**Requirements**: Reproduce each of the records below word for word, without changing any line.
◇ ◇ ◇ ◇ ◇ ◇ ◇
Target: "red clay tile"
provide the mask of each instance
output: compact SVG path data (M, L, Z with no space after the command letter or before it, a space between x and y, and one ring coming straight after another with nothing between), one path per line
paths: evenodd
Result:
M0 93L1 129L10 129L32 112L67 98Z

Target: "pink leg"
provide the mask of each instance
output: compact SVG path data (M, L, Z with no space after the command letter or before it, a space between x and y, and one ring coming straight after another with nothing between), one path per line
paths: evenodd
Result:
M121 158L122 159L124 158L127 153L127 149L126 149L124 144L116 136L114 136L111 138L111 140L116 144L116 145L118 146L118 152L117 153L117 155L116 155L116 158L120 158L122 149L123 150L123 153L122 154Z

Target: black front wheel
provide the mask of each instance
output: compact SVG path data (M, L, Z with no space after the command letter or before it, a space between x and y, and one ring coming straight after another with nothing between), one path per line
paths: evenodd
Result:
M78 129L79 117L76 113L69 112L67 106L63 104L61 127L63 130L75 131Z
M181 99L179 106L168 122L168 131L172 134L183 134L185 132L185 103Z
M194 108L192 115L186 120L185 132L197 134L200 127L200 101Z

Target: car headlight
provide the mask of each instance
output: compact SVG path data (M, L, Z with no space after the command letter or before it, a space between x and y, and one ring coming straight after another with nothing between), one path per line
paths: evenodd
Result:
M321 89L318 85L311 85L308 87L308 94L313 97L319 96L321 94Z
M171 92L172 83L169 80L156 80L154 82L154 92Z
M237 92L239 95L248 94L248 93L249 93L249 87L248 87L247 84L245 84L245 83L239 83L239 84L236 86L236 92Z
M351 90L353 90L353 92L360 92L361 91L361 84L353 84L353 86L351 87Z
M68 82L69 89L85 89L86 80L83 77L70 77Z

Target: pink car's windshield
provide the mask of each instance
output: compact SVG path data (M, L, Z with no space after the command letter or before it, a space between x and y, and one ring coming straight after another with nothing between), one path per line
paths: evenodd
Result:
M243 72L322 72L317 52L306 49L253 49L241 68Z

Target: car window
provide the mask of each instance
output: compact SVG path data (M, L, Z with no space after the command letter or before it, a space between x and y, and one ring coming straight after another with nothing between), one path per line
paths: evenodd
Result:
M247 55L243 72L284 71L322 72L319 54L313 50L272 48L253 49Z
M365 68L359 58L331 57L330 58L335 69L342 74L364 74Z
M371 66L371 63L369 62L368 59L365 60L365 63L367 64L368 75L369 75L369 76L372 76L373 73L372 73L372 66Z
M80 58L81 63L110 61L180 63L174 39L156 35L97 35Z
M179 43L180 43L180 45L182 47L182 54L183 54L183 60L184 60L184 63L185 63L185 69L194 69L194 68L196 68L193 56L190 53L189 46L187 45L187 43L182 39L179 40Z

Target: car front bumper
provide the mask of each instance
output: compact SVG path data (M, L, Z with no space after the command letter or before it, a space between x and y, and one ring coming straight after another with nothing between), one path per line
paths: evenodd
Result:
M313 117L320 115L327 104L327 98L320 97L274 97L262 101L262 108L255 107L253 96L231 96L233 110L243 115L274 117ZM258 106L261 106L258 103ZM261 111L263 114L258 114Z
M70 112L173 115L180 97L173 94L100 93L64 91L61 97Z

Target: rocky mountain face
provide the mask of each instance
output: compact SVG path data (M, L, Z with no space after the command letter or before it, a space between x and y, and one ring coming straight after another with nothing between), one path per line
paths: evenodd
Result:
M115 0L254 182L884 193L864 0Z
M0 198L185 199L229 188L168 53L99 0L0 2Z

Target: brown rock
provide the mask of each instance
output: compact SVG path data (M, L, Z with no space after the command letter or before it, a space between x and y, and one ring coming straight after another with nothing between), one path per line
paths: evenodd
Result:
◇ ◇ ◇ ◇ ◇ ◇ ◇
**Reply to the exercise**:
Target: "red clay tile"
provide the mask of each instance
output: compact SVG path data (M, L, Z with no space after the command letter or before it, a space between x and y, and one ring coming straight after another with nothing between), one path per line
paths: evenodd
Result:
M0 93L1 129L10 129L32 112L67 98Z

Target: "pink leg"
provide the mask of each instance
output: compact SVG path data (M, L, Z with no space after the command letter or before it, a space between x and y, and one ring coming straight after another with nothing between), one path per line
paths: evenodd
Result:
M121 158L122 159L124 158L127 153L127 149L126 149L124 144L116 136L114 136L111 138L111 140L116 144L116 145L118 146L118 152L117 153L117 155L116 155L116 158L120 158L122 149L123 150L123 153L122 154Z

Target: black front wheel
provide the mask of each instance
output: compact SVG path data (M, L, Z with no space after the command letter or before it, a space between x and y, and one ring coming straight after another with nothing between), one path per line
paths: evenodd
Result:
M78 129L79 117L76 113L69 112L67 106L63 104L61 127L63 130L75 131Z
M181 99L179 106L168 122L168 131L172 134L183 134L185 132L185 103Z
M194 108L192 115L186 120L185 132L197 134L200 127L200 101Z

Target: car headlight
provide the mask of each instance
output: compact SVG path data (M, L, Z with no space after the command letter or before it, a space between x and y, and one ring coming straight after another with nothing between), one path per line
paths: evenodd
Result:
M321 89L318 85L311 85L308 87L308 94L313 97L319 96L321 94Z
M171 92L172 83L169 80L156 80L154 82L154 92Z
M237 92L239 95L248 94L248 93L249 93L249 87L248 87L247 84L245 84L245 83L239 83L239 84L236 86L236 92Z
M351 90L353 90L353 92L360 92L361 91L361 84L353 84L353 86L351 87Z
M68 82L69 89L85 89L86 80L83 77L70 77Z

Target: pink car's windshield
provide the mask of each instance
output: compact SVG path data (M, L, Z with no space after the command letter or before it, a space between x and y, and one ring coming straight after another with nothing between), one path per line
paths: evenodd
Result:
M243 72L322 72L317 52L306 49L253 49L241 68Z

Target: car window
provide the mask of each instance
output: compact SVG path data (M, L, Z with no space after the command letter or before it, a space between x and y, and one ring coming straight after another with nothing between), one path per line
paths: evenodd
Result:
M247 55L243 72L284 71L322 72L319 54L313 50L272 48L253 49Z
M365 68L359 58L331 57L330 58L335 69L342 74L364 74Z
M371 66L371 63L369 62L368 59L365 60L365 63L367 64L368 75L369 75L369 76L372 76L373 73L372 73L372 66Z
M80 58L81 63L110 61L180 63L174 39L156 35L97 35Z
M179 43L180 43L180 45L182 47L182 54L183 54L183 60L184 60L184 63L185 63L185 69L194 69L194 68L196 68L193 56L190 53L189 46L187 45L187 43L182 39L179 40Z

Target: car front bumper
provide the mask of each instance
output: compact SVG path data (M, L, Z with no space after the command letter or before it, a space between x and y, and one ring coming straight after another with nothing between), one path per line
paths: evenodd
Result:
M313 117L320 115L327 104L327 98L320 97L274 97L262 101L262 108L255 107L253 96L231 96L233 110L243 115L274 117ZM258 106L261 106L258 103ZM261 111L263 114L258 114Z
M70 112L173 115L180 97L173 94L100 93L64 91L61 97Z

Target: rocky mountain face
provide the mask of each instance
output: compact SVG path data (M, L, Z with no space after the command letter or before it, a space between x and y, and one ring coming straight after another with nothing between), one path per line
paths: evenodd
Result:
M115 0L254 182L884 193L864 0Z
M0 198L185 199L229 188L168 53L99 0L0 2Z

Target: brown rock
provide the mask of each instance
output: compact SVG path data (M, L, Z with no space after the command letter or before it, a space between x and y, and one ring coming straight after another with nothing between), one path per line
paths: evenodd
Result:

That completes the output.